▸ TEXTE PROPOSÉ:
______

Nous transportons des choses dangereuses avec nous partout où nous allons. Elles ne travaillent pas pour nous, elles travaillent pour quelqu’un d’autre. Nous acceptons cela. Nous devons arrêter.

Nous avons besoin de bande passante libre. Cela signifie que nous avons besoin d’opérateurs réseaux qui sont des transports en commun dont le seul travail est de déplacer les paquets réseaux d’un point A à un point B. Ce sont presque des tubes, et ils ne sont pas autorisés à être impliqués. Il était de coutume, lorsque qu’un colis était transporté d’un point A à un point B, que si le gars chargé du transport l’ouvrait et regardait ce qu’il contenait, il commettait un crime.

Plus maintenant.

Aux États-Unis d’Amérique, la chambre des représentants a voté la semaine dernière que les opérateurs réseaux, aux États-Unis d’Amérique, devaient être intégralement à l’abri des poursuites judiciaires pour complicité d’espionnage illégal avec le gouvernement, pour autant qu’ils l’aient fait « de bonne foi ».

Et le capitalisme signifie que vous n’avez jamais à dire que vous êtes désolé, que vous êtes toujours de bonne foi. De bonne foi, tout ce que nous voulons faire c’est de l’argent M. le Juge, laissez-nous dehors. — Très bien, vous êtes libres.

Nous devons avoir de la bande passante libre. Nous possédons encore le spectre électromagnétique, il appartient encore à nous tous, il n’appartient à personne d’autre. Le gouvernement est un mandataire, pas un propriétaire. Nous devons avoir un spectre que nous contrôlons également pour tous. Personne n’est autorisé à écouter quelqu’un d’autre, pas d’inspection, pas de vérification, pas d’enregistrement, cela doit être la règle. Cela doit être la règle de la même façon que la censure doit disparaître. Si nous n’avons pas de règle pour une communication libre, alors nous réintroduisons de la censure. Qu’on le sache ou non.

Nous avons donc très peu de choix maintenant, notre espace a rétréci et nos possibilités de changement ont diminué.

Nous devons avoir des logiciels libres. Nous devons avoir des matériels libres. Nous devons avoir de la bande passante libre. Ce n’est qu’avec eux que nous pourrons faire des médias libres.

Nous ne devrions pas commercer avec des gens qui vendent de la musique sous surveillance.

______

▸ CONSIGNE:
Dans le texte sur la bande passante libre, relevez tout ce que les phrases commençant par « Nous devons avoir » déclarent nécessaire, chaque élément n'étant cité qu'une fois.

▸ EXTRAITS DE DONNÉES:
______

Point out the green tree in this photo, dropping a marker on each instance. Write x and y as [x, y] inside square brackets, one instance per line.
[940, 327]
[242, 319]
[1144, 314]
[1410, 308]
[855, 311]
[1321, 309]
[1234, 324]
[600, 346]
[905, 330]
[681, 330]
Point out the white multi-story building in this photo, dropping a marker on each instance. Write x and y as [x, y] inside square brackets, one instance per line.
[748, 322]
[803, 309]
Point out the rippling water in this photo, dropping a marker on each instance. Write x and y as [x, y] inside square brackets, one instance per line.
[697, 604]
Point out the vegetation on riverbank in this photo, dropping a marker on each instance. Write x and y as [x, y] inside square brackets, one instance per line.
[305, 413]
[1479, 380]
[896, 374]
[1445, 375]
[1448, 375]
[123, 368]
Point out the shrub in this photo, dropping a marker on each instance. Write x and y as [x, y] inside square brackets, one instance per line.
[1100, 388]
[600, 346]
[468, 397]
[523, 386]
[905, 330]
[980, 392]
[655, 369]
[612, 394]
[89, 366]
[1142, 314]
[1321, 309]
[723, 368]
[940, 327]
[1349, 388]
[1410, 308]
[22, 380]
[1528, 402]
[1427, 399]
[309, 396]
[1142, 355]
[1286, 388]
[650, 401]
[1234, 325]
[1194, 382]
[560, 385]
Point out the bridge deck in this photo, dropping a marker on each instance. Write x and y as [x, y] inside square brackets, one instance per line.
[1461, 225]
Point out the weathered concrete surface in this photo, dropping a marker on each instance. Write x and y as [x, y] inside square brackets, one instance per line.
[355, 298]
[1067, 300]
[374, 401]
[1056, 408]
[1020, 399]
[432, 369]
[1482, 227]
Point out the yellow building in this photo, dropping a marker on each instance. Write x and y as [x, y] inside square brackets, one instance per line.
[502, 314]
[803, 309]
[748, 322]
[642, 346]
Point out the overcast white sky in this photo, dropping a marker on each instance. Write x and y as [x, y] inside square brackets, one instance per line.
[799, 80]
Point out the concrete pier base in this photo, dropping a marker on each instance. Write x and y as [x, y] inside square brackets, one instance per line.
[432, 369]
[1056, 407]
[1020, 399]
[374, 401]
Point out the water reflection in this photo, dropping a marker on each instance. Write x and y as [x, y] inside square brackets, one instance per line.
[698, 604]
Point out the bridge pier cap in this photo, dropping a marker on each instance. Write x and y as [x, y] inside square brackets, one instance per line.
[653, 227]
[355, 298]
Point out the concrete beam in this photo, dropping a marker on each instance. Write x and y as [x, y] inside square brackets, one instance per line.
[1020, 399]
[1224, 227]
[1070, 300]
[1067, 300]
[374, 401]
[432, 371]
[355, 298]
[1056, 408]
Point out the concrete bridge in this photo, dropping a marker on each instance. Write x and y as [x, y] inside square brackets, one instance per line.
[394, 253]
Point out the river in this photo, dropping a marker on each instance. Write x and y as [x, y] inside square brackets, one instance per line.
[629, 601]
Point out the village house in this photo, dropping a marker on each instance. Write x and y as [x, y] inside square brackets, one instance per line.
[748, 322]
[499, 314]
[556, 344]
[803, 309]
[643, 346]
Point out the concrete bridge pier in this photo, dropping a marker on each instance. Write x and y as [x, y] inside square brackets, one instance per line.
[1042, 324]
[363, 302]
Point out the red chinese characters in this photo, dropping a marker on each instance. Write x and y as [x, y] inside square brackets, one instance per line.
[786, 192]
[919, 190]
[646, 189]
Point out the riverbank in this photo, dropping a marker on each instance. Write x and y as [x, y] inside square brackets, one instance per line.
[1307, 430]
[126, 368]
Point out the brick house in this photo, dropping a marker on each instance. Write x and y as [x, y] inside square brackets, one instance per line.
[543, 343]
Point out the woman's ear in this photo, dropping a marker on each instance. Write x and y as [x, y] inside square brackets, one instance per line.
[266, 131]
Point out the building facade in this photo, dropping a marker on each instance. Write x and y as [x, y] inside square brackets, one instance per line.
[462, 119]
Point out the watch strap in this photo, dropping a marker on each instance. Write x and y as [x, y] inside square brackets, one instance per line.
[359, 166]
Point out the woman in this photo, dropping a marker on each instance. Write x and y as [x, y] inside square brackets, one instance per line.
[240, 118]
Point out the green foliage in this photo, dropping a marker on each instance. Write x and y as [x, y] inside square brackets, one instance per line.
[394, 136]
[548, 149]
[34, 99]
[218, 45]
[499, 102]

______

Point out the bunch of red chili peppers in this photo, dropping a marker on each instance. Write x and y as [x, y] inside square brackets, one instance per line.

______

▸ RÉPONSE RÉDIGÉE:
- de la bande passante libre
- un spectre que nous contrôlons également pour tous
- des logiciels libres
- des matériels libres